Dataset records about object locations
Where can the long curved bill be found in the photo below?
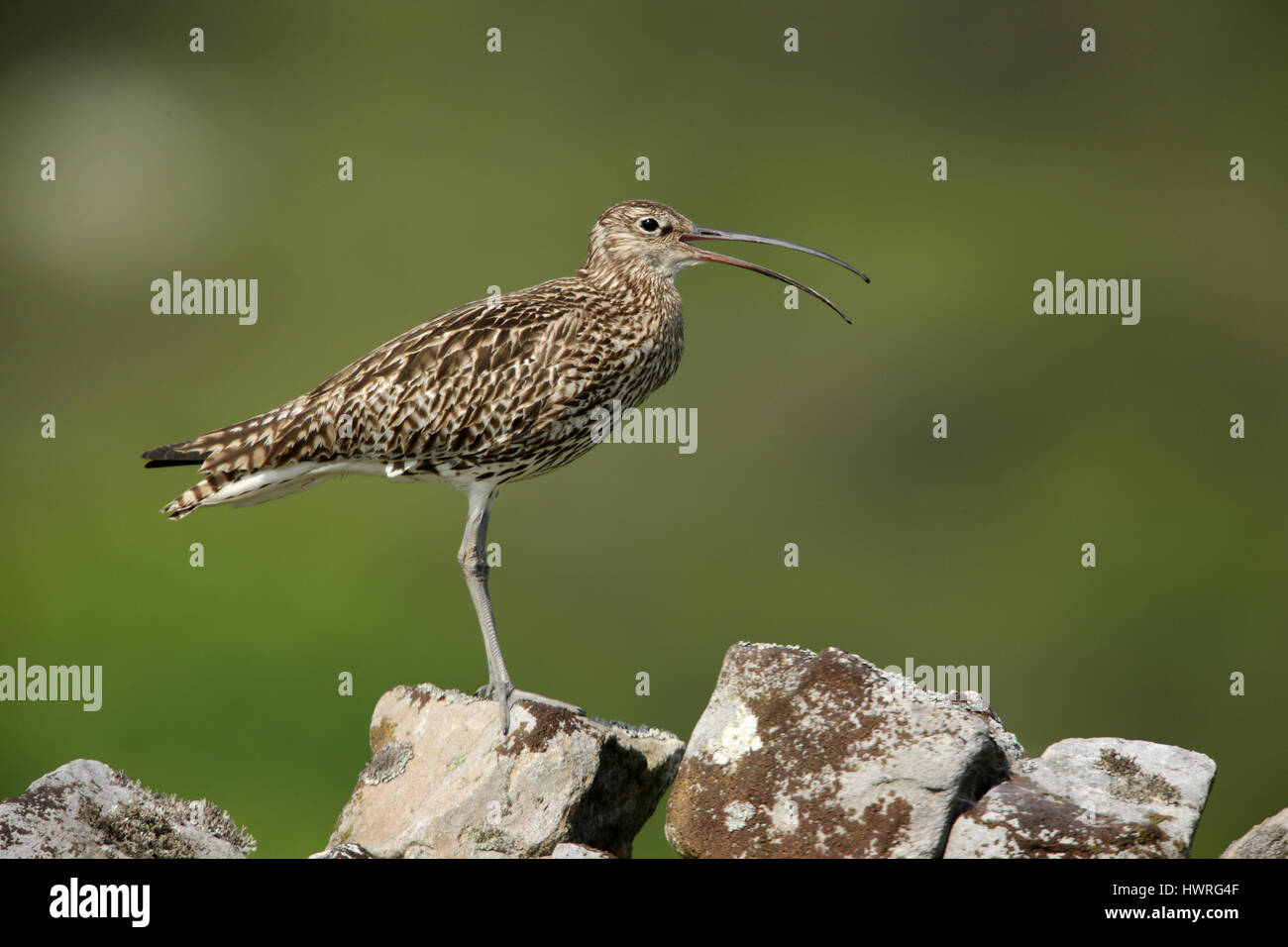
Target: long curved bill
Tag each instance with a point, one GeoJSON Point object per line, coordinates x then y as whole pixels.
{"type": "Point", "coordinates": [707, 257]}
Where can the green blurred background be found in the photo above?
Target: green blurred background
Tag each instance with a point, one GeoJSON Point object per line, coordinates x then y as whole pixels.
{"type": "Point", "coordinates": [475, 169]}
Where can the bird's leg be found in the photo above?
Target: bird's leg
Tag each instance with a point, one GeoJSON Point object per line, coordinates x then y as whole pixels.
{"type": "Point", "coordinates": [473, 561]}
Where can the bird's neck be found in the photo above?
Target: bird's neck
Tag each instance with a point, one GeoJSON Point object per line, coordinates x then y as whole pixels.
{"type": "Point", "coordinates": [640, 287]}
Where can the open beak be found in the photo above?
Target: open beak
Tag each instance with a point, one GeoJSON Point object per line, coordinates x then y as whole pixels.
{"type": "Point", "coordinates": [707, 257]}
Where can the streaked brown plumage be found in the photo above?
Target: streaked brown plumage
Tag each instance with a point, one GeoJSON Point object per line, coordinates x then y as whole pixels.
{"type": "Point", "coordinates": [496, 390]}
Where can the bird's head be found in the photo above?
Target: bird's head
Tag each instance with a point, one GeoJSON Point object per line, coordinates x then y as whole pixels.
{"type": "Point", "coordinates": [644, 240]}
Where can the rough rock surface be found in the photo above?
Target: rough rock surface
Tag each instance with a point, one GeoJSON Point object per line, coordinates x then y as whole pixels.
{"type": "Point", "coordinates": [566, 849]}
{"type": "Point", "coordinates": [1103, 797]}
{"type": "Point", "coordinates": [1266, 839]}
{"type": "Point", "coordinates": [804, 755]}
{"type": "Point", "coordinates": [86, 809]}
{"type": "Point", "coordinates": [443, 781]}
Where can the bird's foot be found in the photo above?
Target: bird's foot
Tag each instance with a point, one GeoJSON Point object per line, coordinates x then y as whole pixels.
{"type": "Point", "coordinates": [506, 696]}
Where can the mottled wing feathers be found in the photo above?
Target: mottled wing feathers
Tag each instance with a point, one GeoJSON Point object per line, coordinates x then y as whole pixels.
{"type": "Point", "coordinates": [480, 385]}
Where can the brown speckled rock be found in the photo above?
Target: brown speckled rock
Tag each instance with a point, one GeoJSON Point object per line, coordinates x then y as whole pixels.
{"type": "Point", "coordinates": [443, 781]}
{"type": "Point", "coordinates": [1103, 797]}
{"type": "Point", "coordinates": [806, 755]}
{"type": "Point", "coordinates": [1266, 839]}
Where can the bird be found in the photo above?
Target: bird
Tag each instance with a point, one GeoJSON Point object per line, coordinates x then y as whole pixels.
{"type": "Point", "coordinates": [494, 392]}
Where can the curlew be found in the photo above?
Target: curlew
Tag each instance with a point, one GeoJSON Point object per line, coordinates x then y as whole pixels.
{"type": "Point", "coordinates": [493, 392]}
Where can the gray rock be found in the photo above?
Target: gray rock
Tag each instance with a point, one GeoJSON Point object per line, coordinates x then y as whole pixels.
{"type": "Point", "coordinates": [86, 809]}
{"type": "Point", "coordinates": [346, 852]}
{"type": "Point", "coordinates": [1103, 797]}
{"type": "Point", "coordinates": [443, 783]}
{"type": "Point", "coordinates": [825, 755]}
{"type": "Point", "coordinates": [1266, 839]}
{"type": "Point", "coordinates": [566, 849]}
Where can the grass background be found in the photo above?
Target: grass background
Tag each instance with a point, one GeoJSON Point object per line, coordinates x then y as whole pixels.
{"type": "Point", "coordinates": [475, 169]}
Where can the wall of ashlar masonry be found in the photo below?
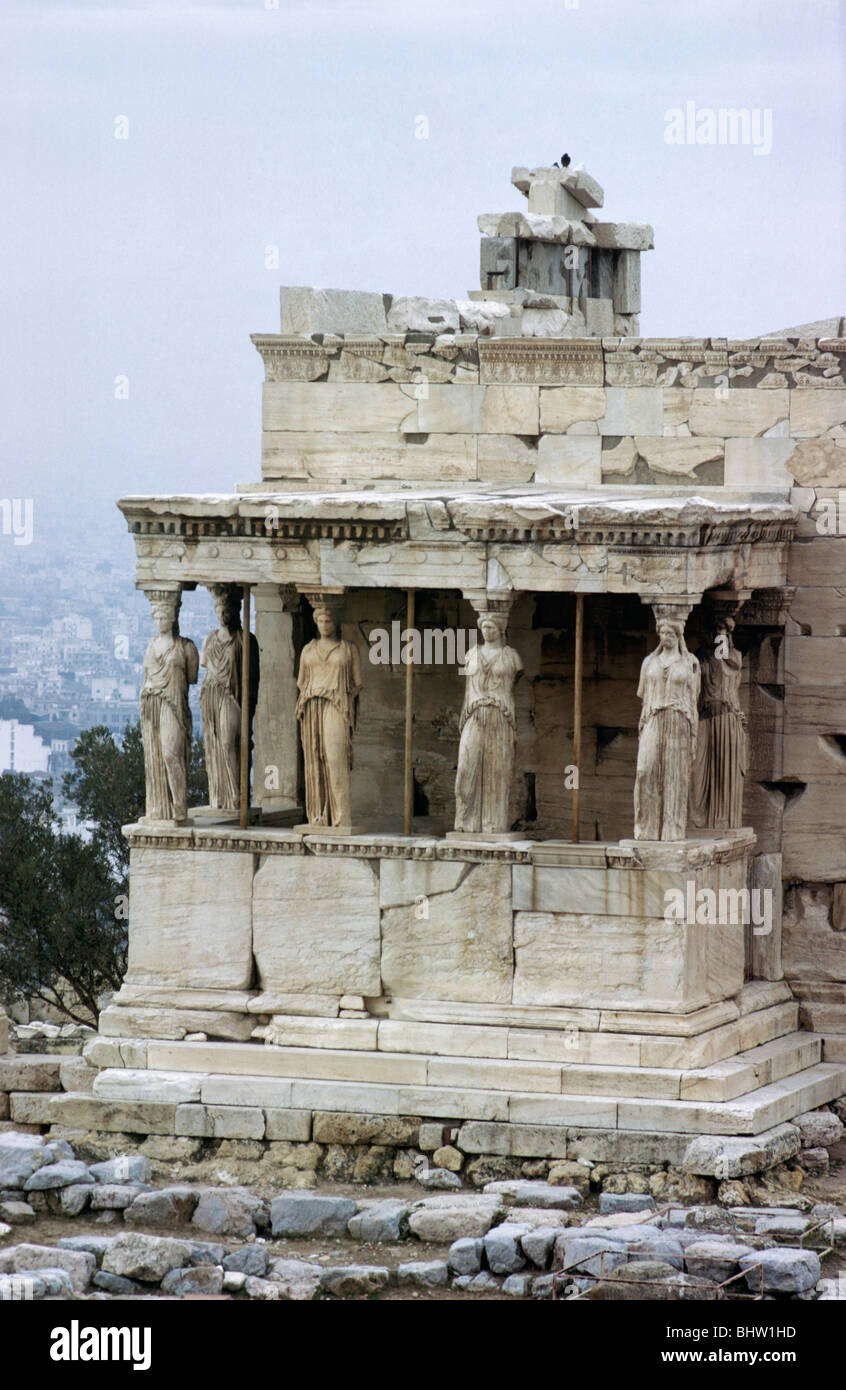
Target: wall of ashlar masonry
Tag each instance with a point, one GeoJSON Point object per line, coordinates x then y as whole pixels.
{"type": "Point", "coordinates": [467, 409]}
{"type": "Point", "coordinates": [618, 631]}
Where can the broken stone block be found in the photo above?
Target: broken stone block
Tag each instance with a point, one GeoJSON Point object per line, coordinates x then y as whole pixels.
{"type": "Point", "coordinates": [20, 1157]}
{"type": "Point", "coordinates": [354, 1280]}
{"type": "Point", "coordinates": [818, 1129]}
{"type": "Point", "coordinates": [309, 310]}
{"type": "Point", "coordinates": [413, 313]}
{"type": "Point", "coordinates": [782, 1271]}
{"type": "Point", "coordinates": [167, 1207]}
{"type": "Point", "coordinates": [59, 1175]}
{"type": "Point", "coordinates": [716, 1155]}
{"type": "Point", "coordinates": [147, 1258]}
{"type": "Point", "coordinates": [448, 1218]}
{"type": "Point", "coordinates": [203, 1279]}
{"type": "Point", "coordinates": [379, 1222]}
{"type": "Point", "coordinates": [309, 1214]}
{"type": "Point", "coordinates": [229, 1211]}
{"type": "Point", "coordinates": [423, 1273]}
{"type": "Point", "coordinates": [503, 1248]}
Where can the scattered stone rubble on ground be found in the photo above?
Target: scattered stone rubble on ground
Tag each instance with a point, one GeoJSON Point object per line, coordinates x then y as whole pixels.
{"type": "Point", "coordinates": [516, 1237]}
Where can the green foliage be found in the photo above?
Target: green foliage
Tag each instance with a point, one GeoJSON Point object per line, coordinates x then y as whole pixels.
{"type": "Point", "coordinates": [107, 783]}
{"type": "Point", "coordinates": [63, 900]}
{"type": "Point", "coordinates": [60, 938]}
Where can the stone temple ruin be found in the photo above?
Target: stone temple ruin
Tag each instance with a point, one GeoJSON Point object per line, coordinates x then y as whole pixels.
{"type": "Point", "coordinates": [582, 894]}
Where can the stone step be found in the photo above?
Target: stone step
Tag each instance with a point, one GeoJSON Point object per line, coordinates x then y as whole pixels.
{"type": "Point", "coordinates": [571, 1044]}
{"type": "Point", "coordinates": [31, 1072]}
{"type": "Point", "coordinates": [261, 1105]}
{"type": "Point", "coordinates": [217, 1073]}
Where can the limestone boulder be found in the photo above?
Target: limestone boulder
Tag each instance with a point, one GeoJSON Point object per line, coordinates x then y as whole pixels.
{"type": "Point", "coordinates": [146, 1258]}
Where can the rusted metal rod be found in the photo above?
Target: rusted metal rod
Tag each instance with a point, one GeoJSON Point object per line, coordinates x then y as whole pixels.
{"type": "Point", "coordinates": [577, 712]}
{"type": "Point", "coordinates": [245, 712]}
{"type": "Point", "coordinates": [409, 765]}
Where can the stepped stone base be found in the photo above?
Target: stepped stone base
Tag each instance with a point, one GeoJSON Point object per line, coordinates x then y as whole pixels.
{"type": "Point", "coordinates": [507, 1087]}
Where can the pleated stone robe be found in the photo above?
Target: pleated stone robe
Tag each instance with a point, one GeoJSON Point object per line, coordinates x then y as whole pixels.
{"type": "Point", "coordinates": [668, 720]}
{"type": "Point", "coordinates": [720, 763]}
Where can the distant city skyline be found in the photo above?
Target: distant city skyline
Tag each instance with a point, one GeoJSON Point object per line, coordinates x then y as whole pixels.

## Work to complete
Every record above should be transcribed exactly; the pictures stay out of the copy.

## Response for this exercise
Where can the long curved bill be found in the photo below?
Target: long curved bill
Tag each instance with a point, one GeoJSON Point object per line, coordinates x then y as whole pixels.
{"type": "Point", "coordinates": [707, 257]}
Where can the green blurred background be found in the photo above?
Target: green blurred background
Tag each instance with a point, one GeoJSON Point object per line, coordinates x then y as whole pixels.
{"type": "Point", "coordinates": [475, 169]}
Where can the bird's leg be found in the photo above?
Target: bird's leg
Tag each instance with a point, one GeoJSON Point object per line, coordinates x then y as whole pixels.
{"type": "Point", "coordinates": [473, 561]}
Where can the bird's neck be found in the photo above?
Target: bird's neck
Tag each instance with a point, one GeoJSON Point object per line, coordinates x then y as whole pixels.
{"type": "Point", "coordinates": [640, 287]}
Where can the open beak be found in the photo above?
Target: open beak
Tag each instance with a point, one GeoJSON Point object per line, coordinates x then y as whole pixels.
{"type": "Point", "coordinates": [707, 257]}
Where can the streaked brown plumage be found in the photo above?
Target: streaked brown plumage
Tag each instance with a point, one GeoJSON Point object per line, coordinates x then y as whole pixels.
{"type": "Point", "coordinates": [496, 390]}
Where can the bird's head be found in the photo above?
Target: bird's head
Tag each instance with a point, one GeoJSON Point object per line, coordinates x then y as whole pixels.
{"type": "Point", "coordinates": [644, 240]}
Where can the rough rock surface be found in the photo above?
Target: rough rock surface
Tag each instance with a point, one GeoJSON Point object per line, coordinates x then y as whole pixels.
{"type": "Point", "coordinates": [566, 849]}
{"type": "Point", "coordinates": [1103, 797]}
{"type": "Point", "coordinates": [1266, 839]}
{"type": "Point", "coordinates": [804, 755]}
{"type": "Point", "coordinates": [86, 809]}
{"type": "Point", "coordinates": [443, 781]}
Where can the bird's foot be found in the photo above?
Target: bird's foot
Tag each instance with a point, one GeoJSON Point object per line, coordinates x then y as whole pixels.
{"type": "Point", "coordinates": [506, 696]}
Where can the mottled wing feathers be found in the photo above?
Target: mottled wing feathers
Tag each instance with a point, one GeoJSON Point object per line, coordinates x then y as whole pixels.
{"type": "Point", "coordinates": [480, 385]}
Where can the brown speckled rock be found in the photo above?
Target: brown speckled rock
Tag each instance with a point, one GeoJSON Point object per line, coordinates x then y as whole pixels.
{"type": "Point", "coordinates": [443, 781]}
{"type": "Point", "coordinates": [1103, 797]}
{"type": "Point", "coordinates": [806, 755]}
{"type": "Point", "coordinates": [1266, 839]}
Where can the bird be found in the photo above?
Target: bird
Tag each instance with a point, one GeoJSON Point object per line, coordinates x then y as whole pixels.
{"type": "Point", "coordinates": [494, 392]}
Where can the curlew be found in the photo above?
Target: curlew
Tag each instance with a point, one GeoJSON Point object per line, coordinates x then y as whole pixels.
{"type": "Point", "coordinates": [493, 392]}
Where can the gray rock be found in the photo above?
Target: gray rock
Tag each instance with a point, one GeoJSON Point object per line, coordinates x then y as whole pixels.
{"type": "Point", "coordinates": [86, 809]}
{"type": "Point", "coordinates": [346, 852]}
{"type": "Point", "coordinates": [1103, 797]}
{"type": "Point", "coordinates": [443, 783]}
{"type": "Point", "coordinates": [825, 755]}
{"type": "Point", "coordinates": [1266, 839]}
{"type": "Point", "coordinates": [566, 849]}
Where can the grass background be found in the photo above?
Target: grass background
Tag each instance with a point, one GeoJSON Point object per line, coordinates x then y as whole pixels.
{"type": "Point", "coordinates": [475, 169]}
Where can the wall of ashlar masonry be found in the photo below?
Target: wall of ashlar masonry
Tag each instance with a point, one GeoJSON Point object per line, coordinates x then y as whole pixels.
{"type": "Point", "coordinates": [467, 409]}
{"type": "Point", "coordinates": [618, 631]}
Where can the broken stone block be found in the photo above?
Target: broken stone block
Tag each instance with a point, one GeoJSON Point object per line, coordinates x then y as whole pixels.
{"type": "Point", "coordinates": [20, 1157]}
{"type": "Point", "coordinates": [354, 1280]}
{"type": "Point", "coordinates": [818, 1129]}
{"type": "Point", "coordinates": [309, 310]}
{"type": "Point", "coordinates": [413, 313]}
{"type": "Point", "coordinates": [782, 1271]}
{"type": "Point", "coordinates": [167, 1207]}
{"type": "Point", "coordinates": [59, 1175]}
{"type": "Point", "coordinates": [716, 1155]}
{"type": "Point", "coordinates": [147, 1258]}
{"type": "Point", "coordinates": [448, 1218]}
{"type": "Point", "coordinates": [203, 1279]}
{"type": "Point", "coordinates": [379, 1222]}
{"type": "Point", "coordinates": [309, 1214]}
{"type": "Point", "coordinates": [229, 1211]}
{"type": "Point", "coordinates": [423, 1273]}
{"type": "Point", "coordinates": [503, 1248]}
Where can the scattered stone rubble on ground be found in the photo above?
Target: scattered stone rubble on ground
Tag each instance with a point, one GeoJSON Point object per line, coordinates x then y as whole pixels.
{"type": "Point", "coordinates": [516, 1237]}
Where can the green foliage be found in the photo above?
Target: green foliage
Tag each instance with a point, one GeoJSON Point object per line, coordinates x then y as whole pixels.
{"type": "Point", "coordinates": [107, 783]}
{"type": "Point", "coordinates": [63, 900]}
{"type": "Point", "coordinates": [60, 938]}
Where can the stone temple ruin be found in the photo above?
Target: stone temple ruin
Tag each instance with a point, one GeoJSON Point object per line, coordinates x then y as whole pixels.
{"type": "Point", "coordinates": [582, 894]}
Where can the stone step be found in the photo above?
Target: stone step
Tag each instance with a point, one GeoJSON Point object per line, coordinates x then y as whole pixels.
{"type": "Point", "coordinates": [571, 1044]}
{"type": "Point", "coordinates": [31, 1072]}
{"type": "Point", "coordinates": [261, 1105]}
{"type": "Point", "coordinates": [217, 1073]}
Where can the limestone boulder be found in the photo above?
Target: limestone boulder
Tag each instance with a point, one GeoJSON Point object per line, coordinates x then y as whole pixels.
{"type": "Point", "coordinates": [146, 1258]}
Where can the rusted metal rod be found in the photo above?
Target: rusted metal rod
Tag each instance with a point, one GeoJSON Point object per line, coordinates x then y as whole pixels.
{"type": "Point", "coordinates": [577, 712]}
{"type": "Point", "coordinates": [245, 712]}
{"type": "Point", "coordinates": [409, 765]}
Where can the stepped stone base be found in the photo above?
Target: stepped stone base
Tag each instance with a point, one GeoJSON Point object per line, coordinates x then y as whole pixels.
{"type": "Point", "coordinates": [507, 1087]}
Where can the pleated stone robe be found in the photo above?
Target: pleated stone robe
Tag each instance with a point, one GeoJSON Point object per line, coordinates x then y as whole pixels.
{"type": "Point", "coordinates": [668, 720]}
{"type": "Point", "coordinates": [720, 763]}
Where can the distant city skyline be found in the photo above?
Target: distant city skyline
Tag each instance with a point, one GeoJSON Point object per line, coordinates x then y as whole pixels.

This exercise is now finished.